-- Start DATASET --
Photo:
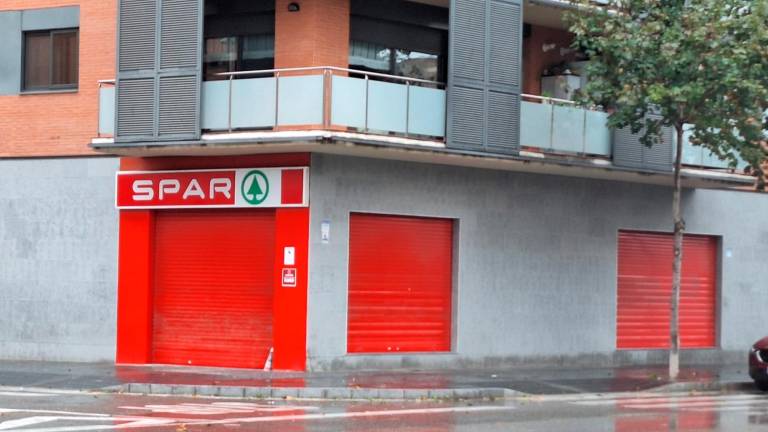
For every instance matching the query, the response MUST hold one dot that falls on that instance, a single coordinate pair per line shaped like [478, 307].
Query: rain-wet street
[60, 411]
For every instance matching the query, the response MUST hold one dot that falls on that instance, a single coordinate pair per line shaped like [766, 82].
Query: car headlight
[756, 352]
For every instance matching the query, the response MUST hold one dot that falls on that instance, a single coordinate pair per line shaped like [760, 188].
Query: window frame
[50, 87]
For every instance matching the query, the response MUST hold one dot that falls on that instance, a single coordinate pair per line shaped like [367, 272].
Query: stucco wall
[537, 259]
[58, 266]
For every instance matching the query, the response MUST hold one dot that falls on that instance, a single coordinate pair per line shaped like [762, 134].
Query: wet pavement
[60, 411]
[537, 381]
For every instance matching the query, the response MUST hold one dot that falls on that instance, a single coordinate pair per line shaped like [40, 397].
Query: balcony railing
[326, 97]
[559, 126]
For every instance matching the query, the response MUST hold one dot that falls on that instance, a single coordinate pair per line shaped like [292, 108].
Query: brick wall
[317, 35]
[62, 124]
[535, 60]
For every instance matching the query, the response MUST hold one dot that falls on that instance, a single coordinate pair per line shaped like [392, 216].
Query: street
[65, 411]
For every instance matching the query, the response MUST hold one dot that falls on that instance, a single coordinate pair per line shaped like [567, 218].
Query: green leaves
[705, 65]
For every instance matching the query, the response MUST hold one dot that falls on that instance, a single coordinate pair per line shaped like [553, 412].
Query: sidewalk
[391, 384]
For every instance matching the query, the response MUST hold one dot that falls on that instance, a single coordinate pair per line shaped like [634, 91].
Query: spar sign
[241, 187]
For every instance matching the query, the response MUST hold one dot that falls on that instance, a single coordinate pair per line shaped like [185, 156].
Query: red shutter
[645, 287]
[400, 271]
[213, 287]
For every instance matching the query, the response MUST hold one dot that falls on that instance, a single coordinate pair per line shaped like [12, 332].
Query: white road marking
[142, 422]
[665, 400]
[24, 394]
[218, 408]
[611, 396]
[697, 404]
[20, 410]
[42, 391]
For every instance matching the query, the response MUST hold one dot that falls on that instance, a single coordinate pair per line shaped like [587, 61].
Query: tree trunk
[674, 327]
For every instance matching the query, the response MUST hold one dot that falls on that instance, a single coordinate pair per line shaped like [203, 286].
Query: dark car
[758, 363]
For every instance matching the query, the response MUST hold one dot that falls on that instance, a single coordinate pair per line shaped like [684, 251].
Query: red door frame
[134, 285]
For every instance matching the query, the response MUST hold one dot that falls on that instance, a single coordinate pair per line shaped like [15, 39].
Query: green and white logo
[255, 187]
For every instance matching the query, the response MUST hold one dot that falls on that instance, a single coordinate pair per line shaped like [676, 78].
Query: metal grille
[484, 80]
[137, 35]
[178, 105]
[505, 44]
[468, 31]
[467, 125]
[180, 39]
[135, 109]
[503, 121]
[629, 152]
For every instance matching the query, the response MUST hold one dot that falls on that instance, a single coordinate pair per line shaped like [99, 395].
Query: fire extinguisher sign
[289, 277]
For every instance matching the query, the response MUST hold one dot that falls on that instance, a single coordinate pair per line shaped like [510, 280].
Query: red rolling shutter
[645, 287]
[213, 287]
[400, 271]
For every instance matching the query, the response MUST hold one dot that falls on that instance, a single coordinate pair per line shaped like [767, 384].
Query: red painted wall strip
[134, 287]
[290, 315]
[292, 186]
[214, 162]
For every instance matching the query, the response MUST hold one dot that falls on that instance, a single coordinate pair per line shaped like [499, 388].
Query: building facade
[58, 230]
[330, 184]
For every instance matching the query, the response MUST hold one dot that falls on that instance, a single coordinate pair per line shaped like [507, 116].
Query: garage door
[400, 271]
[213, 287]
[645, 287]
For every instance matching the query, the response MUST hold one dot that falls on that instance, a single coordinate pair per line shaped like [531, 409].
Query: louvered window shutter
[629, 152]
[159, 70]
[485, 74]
-- End DATASET --
-- Start DATASET --
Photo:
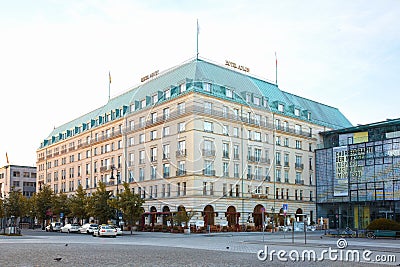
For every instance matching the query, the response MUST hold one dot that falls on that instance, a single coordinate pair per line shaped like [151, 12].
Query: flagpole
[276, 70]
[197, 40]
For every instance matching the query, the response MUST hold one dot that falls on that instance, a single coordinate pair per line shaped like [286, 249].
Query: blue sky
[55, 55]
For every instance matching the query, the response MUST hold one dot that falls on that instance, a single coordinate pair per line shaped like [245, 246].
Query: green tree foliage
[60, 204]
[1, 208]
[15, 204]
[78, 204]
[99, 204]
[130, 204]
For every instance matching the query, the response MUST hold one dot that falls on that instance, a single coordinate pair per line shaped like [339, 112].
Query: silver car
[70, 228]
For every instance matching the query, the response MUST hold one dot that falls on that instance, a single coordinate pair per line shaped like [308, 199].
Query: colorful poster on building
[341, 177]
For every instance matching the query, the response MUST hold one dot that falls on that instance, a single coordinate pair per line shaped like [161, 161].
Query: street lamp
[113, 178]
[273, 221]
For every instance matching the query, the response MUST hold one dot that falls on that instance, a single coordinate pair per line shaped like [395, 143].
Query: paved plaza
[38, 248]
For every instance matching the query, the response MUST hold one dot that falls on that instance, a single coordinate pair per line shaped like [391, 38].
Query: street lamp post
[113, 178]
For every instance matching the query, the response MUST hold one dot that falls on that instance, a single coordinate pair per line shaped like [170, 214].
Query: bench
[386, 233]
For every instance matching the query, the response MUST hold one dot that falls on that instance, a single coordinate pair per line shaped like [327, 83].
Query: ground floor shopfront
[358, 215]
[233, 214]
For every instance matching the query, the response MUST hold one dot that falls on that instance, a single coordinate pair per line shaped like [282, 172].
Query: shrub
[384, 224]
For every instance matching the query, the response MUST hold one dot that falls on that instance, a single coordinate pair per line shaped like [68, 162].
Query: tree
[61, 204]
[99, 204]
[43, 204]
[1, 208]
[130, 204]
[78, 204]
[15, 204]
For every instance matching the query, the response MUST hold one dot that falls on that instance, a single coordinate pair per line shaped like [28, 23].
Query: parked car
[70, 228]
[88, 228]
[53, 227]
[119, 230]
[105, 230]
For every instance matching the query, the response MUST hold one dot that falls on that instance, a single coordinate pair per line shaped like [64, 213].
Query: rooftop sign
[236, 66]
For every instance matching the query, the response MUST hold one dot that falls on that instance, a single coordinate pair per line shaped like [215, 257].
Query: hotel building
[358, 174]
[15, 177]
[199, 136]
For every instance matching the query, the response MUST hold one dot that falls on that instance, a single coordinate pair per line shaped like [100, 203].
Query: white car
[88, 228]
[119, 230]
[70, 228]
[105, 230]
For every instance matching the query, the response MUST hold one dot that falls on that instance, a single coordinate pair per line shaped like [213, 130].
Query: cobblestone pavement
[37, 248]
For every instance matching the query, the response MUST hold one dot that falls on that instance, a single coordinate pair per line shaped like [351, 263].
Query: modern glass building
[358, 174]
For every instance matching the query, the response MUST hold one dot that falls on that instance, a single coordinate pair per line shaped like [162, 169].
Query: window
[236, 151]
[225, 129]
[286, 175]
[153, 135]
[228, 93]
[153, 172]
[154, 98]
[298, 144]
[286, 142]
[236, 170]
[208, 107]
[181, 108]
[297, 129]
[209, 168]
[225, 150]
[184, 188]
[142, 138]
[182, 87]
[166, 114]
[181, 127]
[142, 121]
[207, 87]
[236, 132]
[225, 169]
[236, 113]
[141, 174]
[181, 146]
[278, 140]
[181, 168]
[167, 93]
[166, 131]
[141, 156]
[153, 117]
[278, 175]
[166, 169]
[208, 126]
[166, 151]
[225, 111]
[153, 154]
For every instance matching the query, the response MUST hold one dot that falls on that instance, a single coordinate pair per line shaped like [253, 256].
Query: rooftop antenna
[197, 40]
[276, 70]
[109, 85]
-- End DATASET --
-- Start DATASET --
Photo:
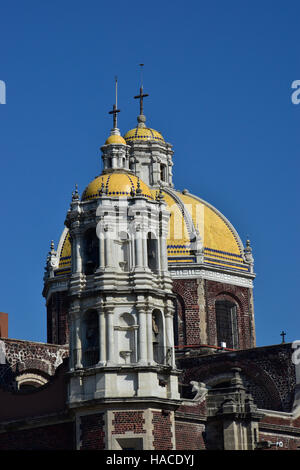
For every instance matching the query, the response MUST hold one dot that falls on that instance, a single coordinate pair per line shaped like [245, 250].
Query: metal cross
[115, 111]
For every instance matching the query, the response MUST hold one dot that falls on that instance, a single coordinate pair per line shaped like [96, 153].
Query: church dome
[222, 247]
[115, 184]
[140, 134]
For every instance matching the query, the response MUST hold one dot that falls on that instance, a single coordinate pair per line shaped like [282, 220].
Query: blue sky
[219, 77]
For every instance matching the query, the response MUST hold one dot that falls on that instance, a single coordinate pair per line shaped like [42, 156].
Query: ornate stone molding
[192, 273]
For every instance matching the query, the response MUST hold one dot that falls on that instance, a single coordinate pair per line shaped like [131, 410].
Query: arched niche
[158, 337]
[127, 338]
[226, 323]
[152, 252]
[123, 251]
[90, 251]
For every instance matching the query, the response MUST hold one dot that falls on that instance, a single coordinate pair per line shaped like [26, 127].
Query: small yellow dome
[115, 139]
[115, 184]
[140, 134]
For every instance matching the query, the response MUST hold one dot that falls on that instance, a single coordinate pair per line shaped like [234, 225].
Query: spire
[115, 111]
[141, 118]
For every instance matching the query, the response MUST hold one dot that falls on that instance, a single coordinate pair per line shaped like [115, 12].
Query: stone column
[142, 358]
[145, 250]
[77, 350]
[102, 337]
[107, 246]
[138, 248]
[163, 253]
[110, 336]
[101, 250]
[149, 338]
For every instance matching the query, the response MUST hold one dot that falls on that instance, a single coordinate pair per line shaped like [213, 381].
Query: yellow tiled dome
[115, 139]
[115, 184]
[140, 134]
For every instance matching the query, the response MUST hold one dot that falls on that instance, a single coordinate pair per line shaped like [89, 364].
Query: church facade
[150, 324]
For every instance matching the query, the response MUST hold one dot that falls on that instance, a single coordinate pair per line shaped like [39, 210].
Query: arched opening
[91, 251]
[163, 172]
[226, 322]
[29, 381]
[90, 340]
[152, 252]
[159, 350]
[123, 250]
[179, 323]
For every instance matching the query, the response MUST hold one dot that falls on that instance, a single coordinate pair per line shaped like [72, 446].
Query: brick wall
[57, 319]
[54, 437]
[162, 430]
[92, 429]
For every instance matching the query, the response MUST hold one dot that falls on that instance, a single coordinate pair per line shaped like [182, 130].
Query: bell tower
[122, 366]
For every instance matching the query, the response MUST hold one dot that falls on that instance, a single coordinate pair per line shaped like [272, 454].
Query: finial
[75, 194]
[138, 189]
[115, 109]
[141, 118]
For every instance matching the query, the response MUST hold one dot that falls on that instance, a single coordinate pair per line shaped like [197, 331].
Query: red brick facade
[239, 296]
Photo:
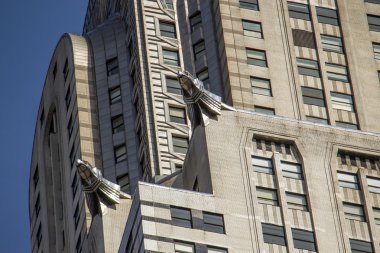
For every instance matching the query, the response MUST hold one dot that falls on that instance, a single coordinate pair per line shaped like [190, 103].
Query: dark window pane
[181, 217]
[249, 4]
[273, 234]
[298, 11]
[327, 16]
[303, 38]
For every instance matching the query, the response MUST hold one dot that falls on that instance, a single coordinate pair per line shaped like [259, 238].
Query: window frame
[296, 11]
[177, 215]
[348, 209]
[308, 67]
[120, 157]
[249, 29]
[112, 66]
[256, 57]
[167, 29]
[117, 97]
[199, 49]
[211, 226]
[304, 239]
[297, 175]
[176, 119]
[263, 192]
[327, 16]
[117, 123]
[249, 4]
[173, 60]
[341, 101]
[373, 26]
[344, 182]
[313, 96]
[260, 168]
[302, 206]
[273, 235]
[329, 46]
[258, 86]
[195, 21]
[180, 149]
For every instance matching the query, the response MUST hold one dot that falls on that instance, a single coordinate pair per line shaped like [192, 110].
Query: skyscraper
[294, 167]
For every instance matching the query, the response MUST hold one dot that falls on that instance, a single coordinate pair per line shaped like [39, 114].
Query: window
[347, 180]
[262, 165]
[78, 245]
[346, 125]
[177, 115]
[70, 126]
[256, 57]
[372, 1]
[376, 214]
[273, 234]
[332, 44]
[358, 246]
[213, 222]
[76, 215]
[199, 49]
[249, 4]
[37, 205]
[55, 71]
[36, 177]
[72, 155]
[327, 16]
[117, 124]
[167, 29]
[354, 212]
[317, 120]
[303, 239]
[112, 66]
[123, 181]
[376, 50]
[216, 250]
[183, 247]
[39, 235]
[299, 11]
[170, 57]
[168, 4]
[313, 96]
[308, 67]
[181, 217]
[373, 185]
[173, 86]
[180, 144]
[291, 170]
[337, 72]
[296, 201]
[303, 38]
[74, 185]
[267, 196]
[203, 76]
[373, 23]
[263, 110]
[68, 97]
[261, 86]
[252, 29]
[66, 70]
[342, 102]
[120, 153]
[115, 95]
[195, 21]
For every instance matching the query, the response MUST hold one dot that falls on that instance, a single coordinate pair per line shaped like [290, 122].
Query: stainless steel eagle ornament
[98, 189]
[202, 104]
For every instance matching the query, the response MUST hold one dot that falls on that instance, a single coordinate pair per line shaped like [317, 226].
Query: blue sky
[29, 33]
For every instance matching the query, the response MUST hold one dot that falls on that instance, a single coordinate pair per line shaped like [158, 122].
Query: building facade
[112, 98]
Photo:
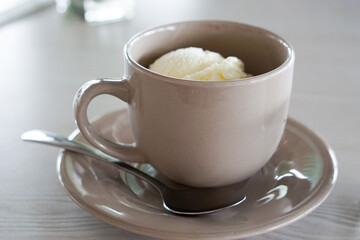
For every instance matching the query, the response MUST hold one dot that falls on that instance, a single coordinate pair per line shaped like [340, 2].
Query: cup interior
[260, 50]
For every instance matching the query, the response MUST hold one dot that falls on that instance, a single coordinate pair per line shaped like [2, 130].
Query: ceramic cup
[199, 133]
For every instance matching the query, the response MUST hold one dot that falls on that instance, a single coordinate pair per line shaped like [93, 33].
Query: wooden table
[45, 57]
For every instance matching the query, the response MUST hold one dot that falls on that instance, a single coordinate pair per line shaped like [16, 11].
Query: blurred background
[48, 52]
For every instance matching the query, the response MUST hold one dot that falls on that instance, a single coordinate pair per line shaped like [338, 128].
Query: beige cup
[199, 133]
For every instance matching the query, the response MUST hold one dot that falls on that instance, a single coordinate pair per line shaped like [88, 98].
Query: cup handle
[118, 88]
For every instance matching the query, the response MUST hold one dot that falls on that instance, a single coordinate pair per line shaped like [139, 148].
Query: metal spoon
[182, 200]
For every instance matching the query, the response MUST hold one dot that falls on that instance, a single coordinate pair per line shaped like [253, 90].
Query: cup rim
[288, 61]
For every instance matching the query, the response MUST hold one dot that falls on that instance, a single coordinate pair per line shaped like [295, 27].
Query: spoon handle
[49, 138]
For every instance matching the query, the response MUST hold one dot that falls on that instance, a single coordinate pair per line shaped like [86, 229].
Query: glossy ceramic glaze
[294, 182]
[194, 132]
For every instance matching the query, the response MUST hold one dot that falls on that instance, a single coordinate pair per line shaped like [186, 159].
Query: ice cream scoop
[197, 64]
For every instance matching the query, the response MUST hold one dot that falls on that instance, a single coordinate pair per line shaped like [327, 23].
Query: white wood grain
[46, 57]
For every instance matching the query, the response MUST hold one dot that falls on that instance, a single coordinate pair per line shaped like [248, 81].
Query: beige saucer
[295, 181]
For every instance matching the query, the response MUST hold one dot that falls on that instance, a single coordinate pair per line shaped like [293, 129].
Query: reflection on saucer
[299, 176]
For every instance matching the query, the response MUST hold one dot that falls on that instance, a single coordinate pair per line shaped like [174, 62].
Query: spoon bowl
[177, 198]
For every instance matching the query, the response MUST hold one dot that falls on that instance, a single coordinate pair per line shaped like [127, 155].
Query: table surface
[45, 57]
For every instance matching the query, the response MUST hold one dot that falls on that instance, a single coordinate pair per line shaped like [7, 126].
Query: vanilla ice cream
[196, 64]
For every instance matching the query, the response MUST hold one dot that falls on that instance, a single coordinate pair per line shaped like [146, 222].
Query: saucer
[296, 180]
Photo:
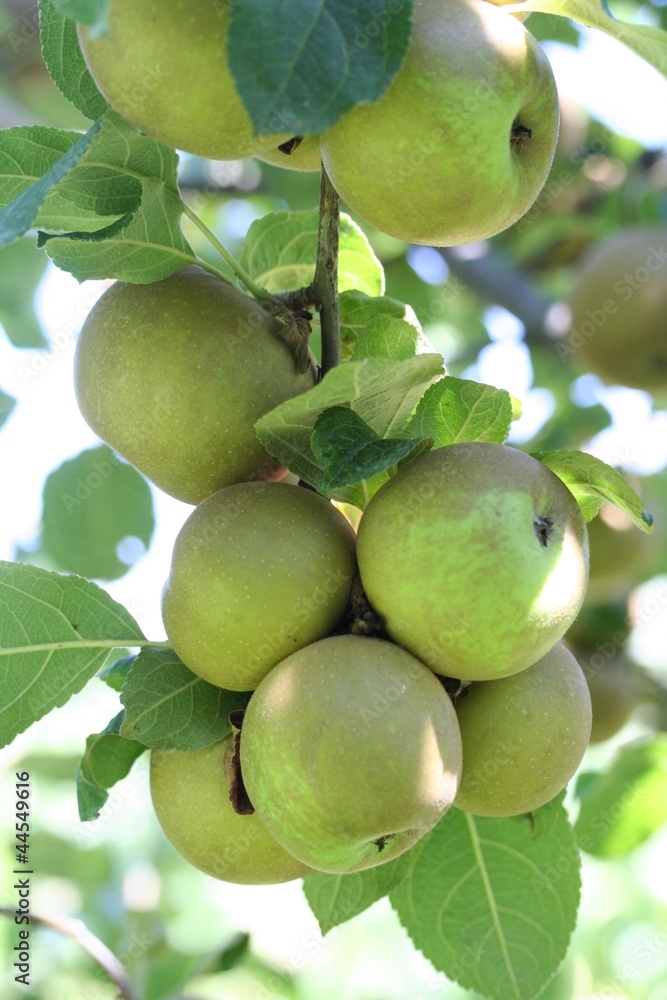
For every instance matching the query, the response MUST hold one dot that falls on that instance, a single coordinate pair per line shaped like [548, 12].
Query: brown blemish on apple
-- End DATASET --
* _WORK TO DO_:
Render the data between the line holding "like [293, 129]." and the line holding "Query: brown blemish on apple", inclusive, as a JSON list of strings with one string per line, leaving out blank lines and the pictures.

* _FULL ANSWER_:
[
  "For every instance matching the query, the response MUST hold one dot that falls on that instance, a single coordinate pair per line shaped like [293, 129].",
  "Query: reflection on saucer",
  "[299, 176]",
  "For every instance matching the query, the response MUST hold one dot that falls on that instance, a single coordinate pair per line shaped like [174, 62].",
  "Query: spoon bowl",
  "[177, 198]",
  "For every instance matching the query, the response MUST hold one dot that falls on that instance, a single coordinate pair per line shaped like [127, 155].",
  "Query: table surface",
  "[45, 57]",
  "For every instance matching the query, the response MUST hold one dot that falls on that instance, a single coordinate pair per line shaped like [7, 126].",
  "Query: vanilla ice cream",
  "[196, 64]",
  "For every instance matching the query, the response MUST hold one dot that falls on that instance, a single coordinate pair per line shaped like [146, 222].",
  "Query: saucer",
  "[296, 180]",
  "Photo:",
  "For every instance matching the query, the response MUST hold one dot that falls on that instance, a single coordinate pair per line shaped like [548, 12].",
  "Query: brown blemish on apple"
]